- _Directions for this task_:
Gather every line in the data below that contains the word "window", copying each line in full.

- _Given information_:
--- BEGIN ---

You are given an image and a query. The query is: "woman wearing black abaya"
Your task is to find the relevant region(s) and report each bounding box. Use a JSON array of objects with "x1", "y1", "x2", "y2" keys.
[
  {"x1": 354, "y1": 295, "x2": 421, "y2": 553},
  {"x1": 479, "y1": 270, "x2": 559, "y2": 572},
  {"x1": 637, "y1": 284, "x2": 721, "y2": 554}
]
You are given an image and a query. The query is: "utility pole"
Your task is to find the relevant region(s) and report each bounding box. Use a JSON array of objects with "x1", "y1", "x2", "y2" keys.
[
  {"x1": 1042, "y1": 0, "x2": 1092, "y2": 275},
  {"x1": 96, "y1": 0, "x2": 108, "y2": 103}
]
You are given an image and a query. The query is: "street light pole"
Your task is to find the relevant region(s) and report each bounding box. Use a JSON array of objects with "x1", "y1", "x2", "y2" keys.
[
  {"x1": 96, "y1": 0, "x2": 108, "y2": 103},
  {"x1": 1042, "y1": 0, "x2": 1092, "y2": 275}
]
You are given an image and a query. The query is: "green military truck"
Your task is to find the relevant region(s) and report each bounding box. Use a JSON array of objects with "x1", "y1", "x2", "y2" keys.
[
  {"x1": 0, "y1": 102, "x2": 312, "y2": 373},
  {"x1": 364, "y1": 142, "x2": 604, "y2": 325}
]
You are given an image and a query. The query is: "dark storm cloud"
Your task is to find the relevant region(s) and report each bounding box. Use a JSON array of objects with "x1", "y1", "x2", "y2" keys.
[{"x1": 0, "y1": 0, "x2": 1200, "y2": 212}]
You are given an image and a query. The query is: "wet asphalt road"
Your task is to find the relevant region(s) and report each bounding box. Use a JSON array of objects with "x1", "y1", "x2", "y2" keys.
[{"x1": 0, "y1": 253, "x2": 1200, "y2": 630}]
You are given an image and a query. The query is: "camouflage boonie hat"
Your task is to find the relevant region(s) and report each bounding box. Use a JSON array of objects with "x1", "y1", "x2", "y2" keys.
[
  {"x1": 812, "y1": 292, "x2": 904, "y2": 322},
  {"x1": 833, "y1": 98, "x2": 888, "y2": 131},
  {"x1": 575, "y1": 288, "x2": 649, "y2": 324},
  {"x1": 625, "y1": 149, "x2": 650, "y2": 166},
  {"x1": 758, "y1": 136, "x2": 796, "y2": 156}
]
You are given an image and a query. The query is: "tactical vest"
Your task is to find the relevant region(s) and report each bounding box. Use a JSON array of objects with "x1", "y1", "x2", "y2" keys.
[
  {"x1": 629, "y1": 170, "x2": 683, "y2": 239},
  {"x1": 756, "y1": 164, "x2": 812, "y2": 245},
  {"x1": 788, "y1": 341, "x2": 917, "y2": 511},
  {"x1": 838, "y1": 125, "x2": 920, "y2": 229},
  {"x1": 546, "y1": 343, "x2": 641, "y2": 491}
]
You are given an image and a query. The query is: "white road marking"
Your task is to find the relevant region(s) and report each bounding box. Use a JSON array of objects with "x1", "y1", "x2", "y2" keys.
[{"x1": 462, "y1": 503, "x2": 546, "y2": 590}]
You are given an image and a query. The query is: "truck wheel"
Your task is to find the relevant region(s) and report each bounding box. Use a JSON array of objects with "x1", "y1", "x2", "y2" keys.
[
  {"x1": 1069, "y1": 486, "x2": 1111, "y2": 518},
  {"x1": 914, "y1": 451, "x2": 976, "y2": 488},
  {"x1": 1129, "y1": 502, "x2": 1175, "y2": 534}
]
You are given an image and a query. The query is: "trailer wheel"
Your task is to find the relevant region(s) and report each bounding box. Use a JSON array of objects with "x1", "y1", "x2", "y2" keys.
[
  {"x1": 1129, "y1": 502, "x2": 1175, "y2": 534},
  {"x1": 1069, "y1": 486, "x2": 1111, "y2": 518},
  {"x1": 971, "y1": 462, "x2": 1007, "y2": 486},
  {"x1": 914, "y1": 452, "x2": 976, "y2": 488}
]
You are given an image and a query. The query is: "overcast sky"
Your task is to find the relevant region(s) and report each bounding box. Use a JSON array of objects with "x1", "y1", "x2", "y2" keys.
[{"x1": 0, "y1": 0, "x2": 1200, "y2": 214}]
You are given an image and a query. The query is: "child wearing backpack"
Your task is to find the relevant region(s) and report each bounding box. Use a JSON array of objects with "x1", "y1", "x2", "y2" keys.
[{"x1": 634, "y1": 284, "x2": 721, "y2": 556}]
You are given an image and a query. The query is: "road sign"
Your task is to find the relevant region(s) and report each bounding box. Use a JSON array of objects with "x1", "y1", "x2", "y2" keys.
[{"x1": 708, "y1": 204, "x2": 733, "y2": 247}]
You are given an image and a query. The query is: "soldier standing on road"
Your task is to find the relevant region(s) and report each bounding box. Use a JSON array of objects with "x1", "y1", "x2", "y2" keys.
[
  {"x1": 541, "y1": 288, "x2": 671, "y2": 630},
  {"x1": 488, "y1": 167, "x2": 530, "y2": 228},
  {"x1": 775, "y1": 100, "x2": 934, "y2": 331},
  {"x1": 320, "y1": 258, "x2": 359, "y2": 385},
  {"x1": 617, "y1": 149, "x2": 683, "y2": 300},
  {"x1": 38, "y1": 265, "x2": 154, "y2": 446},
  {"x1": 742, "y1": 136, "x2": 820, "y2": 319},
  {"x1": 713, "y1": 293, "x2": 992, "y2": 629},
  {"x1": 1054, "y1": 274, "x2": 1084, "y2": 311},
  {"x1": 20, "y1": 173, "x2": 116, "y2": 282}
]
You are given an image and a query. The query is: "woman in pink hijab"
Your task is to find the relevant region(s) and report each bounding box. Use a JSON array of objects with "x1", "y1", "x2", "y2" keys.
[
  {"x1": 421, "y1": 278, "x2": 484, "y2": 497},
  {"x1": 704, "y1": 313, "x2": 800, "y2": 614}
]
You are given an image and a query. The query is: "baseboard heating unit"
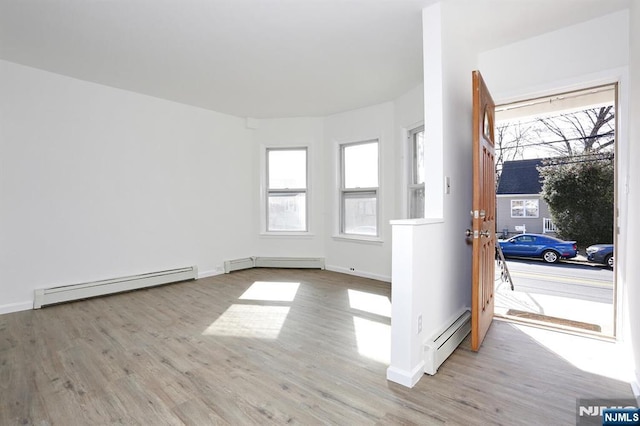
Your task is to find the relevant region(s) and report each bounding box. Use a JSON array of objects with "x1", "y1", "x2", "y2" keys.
[
  {"x1": 424, "y1": 311, "x2": 471, "y2": 375},
  {"x1": 224, "y1": 256, "x2": 324, "y2": 274},
  {"x1": 33, "y1": 266, "x2": 198, "y2": 309}
]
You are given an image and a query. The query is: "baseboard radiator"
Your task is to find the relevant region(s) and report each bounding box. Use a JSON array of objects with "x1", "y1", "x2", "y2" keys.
[
  {"x1": 224, "y1": 256, "x2": 324, "y2": 273},
  {"x1": 424, "y1": 311, "x2": 471, "y2": 375},
  {"x1": 224, "y1": 257, "x2": 256, "y2": 274},
  {"x1": 33, "y1": 266, "x2": 198, "y2": 309}
]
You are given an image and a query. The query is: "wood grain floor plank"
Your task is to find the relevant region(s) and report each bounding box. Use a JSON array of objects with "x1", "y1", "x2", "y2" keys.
[{"x1": 0, "y1": 269, "x2": 631, "y2": 426}]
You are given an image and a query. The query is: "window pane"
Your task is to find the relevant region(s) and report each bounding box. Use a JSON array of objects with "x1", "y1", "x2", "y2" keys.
[
  {"x1": 409, "y1": 188, "x2": 424, "y2": 219},
  {"x1": 267, "y1": 193, "x2": 307, "y2": 231},
  {"x1": 413, "y1": 130, "x2": 424, "y2": 183},
  {"x1": 343, "y1": 142, "x2": 378, "y2": 188},
  {"x1": 511, "y1": 200, "x2": 524, "y2": 217},
  {"x1": 343, "y1": 192, "x2": 378, "y2": 237},
  {"x1": 525, "y1": 200, "x2": 538, "y2": 217},
  {"x1": 267, "y1": 149, "x2": 307, "y2": 189}
]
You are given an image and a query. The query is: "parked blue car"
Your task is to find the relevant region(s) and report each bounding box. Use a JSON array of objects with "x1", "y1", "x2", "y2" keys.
[
  {"x1": 587, "y1": 244, "x2": 613, "y2": 268},
  {"x1": 498, "y1": 234, "x2": 578, "y2": 263}
]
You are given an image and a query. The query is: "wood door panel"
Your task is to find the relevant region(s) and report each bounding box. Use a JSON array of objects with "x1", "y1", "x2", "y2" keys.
[{"x1": 471, "y1": 71, "x2": 496, "y2": 351}]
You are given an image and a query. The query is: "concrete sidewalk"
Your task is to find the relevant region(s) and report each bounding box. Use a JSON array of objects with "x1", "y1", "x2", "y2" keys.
[{"x1": 495, "y1": 256, "x2": 615, "y2": 336}]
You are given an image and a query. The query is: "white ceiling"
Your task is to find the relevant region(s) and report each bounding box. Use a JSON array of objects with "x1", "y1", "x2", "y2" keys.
[{"x1": 0, "y1": 0, "x2": 631, "y2": 118}]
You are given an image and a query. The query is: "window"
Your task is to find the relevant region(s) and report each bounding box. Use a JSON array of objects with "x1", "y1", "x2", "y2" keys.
[
  {"x1": 267, "y1": 148, "x2": 309, "y2": 232},
  {"x1": 408, "y1": 126, "x2": 425, "y2": 219},
  {"x1": 340, "y1": 140, "x2": 379, "y2": 237},
  {"x1": 511, "y1": 200, "x2": 540, "y2": 217}
]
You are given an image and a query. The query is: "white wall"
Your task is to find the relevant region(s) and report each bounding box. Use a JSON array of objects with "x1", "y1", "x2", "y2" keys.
[
  {"x1": 387, "y1": 2, "x2": 476, "y2": 386},
  {"x1": 245, "y1": 117, "x2": 326, "y2": 257},
  {"x1": 478, "y1": 10, "x2": 629, "y2": 101},
  {"x1": 0, "y1": 61, "x2": 255, "y2": 313},
  {"x1": 622, "y1": 2, "x2": 640, "y2": 403}
]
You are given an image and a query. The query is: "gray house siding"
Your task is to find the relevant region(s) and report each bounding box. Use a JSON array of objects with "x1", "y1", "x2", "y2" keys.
[
  {"x1": 496, "y1": 194, "x2": 553, "y2": 237},
  {"x1": 496, "y1": 159, "x2": 551, "y2": 237}
]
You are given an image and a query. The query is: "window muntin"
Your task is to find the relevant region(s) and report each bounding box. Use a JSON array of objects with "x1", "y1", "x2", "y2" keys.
[
  {"x1": 340, "y1": 140, "x2": 379, "y2": 237},
  {"x1": 511, "y1": 199, "x2": 540, "y2": 218},
  {"x1": 408, "y1": 126, "x2": 426, "y2": 219},
  {"x1": 267, "y1": 148, "x2": 308, "y2": 232}
]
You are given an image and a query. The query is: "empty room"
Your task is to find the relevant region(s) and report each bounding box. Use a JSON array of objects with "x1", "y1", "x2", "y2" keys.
[{"x1": 0, "y1": 0, "x2": 640, "y2": 425}]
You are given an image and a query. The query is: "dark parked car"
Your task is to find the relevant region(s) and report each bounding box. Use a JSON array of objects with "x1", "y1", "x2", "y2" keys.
[
  {"x1": 587, "y1": 244, "x2": 613, "y2": 268},
  {"x1": 499, "y1": 234, "x2": 578, "y2": 263}
]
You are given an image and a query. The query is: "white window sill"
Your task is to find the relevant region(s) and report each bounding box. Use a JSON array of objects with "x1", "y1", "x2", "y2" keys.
[{"x1": 333, "y1": 234, "x2": 384, "y2": 244}]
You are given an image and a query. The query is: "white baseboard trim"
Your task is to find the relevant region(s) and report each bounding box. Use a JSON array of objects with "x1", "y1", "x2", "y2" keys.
[
  {"x1": 0, "y1": 300, "x2": 33, "y2": 315},
  {"x1": 198, "y1": 269, "x2": 224, "y2": 279},
  {"x1": 631, "y1": 370, "x2": 640, "y2": 407},
  {"x1": 325, "y1": 265, "x2": 391, "y2": 283},
  {"x1": 387, "y1": 362, "x2": 424, "y2": 388}
]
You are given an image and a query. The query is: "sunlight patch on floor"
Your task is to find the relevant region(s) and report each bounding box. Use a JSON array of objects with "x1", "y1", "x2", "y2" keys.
[
  {"x1": 512, "y1": 324, "x2": 633, "y2": 382},
  {"x1": 348, "y1": 289, "x2": 391, "y2": 318},
  {"x1": 353, "y1": 317, "x2": 391, "y2": 364},
  {"x1": 202, "y1": 305, "x2": 289, "y2": 339},
  {"x1": 240, "y1": 281, "x2": 300, "y2": 302}
]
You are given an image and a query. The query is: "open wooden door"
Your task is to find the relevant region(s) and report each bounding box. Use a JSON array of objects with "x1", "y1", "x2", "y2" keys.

--- END ---

- _Task solution_:
You are given an image and a query. The query is: "window pane"
You are given an image and a query. The query is: "window"
You are given an image and a query. The query is: "window muntin"
You are given an image and a query. The query is: "white window sill"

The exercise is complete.